┌─ RECORDS PROVIDED

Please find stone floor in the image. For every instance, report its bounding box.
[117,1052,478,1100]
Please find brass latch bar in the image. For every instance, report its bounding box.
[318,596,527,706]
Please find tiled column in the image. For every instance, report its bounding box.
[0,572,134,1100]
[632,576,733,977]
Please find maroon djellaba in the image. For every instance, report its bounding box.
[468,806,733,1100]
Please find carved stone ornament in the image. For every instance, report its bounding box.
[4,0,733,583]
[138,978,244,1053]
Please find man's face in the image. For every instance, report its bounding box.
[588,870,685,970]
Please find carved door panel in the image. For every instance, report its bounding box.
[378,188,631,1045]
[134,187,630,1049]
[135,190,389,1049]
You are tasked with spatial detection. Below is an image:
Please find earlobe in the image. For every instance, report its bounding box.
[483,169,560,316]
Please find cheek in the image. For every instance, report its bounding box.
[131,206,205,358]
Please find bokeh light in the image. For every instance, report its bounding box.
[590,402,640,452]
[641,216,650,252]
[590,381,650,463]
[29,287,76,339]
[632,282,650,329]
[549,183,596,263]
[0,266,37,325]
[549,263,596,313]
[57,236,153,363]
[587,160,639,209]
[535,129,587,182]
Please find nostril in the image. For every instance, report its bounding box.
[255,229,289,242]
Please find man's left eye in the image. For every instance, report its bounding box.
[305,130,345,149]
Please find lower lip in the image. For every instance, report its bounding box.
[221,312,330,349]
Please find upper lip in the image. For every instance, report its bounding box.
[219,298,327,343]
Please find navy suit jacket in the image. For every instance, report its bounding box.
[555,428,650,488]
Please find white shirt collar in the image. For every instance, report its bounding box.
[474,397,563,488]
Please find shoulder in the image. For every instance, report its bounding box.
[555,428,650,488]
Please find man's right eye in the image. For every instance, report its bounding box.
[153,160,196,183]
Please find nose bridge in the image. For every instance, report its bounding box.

└─

* [SHORT TASK]
Print all the data exactly.

* [ANSWER TO THE PROBLEM]
Please find stone floor in the image. For every instance, report its bounding box.
[117,1052,478,1100]
Please find brass latch bar in the image. For every instance, report its bounding box.
[318,596,527,706]
Please find tiled column in the image. For every instance, report its bounding box.
[0,572,134,1100]
[632,576,733,977]
Please find maroon djellaba in the image. For every instance, report its bounding box.
[468,806,733,1100]
Please find carved stone ornament in the image. For every instance, report its bounding box.
[4,0,733,583]
[138,978,244,1053]
Please find man's face in the image. For every instance, report its bounding box.
[588,870,685,970]
Please find carved door panel in the image. For every instance, report its bounding box.
[378,188,631,1045]
[134,187,630,1049]
[135,190,389,1049]
You are tasked with spatial detection. Below is an image:
Please find earlobe in the image. For every instance, report its bounding box.
[483,169,560,316]
Please find cheek in the image. For every instance, report its bounding box.
[131,206,205,358]
Please find bokeh light in the image. For every instance, report its bounding box.
[590,402,640,452]
[641,216,650,252]
[590,381,650,463]
[29,287,76,339]
[632,282,650,329]
[549,183,596,263]
[0,266,37,325]
[549,263,596,313]
[57,236,153,363]
[587,160,639,209]
[535,129,587,182]
Please find nostril in the image. For every instance, report its bounding box.
[255,229,289,242]
Please find man's left eye in the image. For every instance, report its bounding box.
[305,130,345,149]
Please find lower lip in the image. For every instance, report its bounding box.
[221,312,330,349]
Please find upper lip in the image. For every instance, report its bounding box.
[219,298,327,343]
Please find navy suit jacket in the image. For every instance, report its bounding box.
[555,428,650,488]
Please find white shirt collar in the image. For every instance, report its bounding box.
[474,397,563,488]
Please find shoulder in the image. For every instance, report its bounding box.
[555,428,650,488]
Please find man's right eye in the image. For every instance, report its bounding box.
[153,160,196,183]
Please find nose bridge in the image. For every instance, report its bounding box.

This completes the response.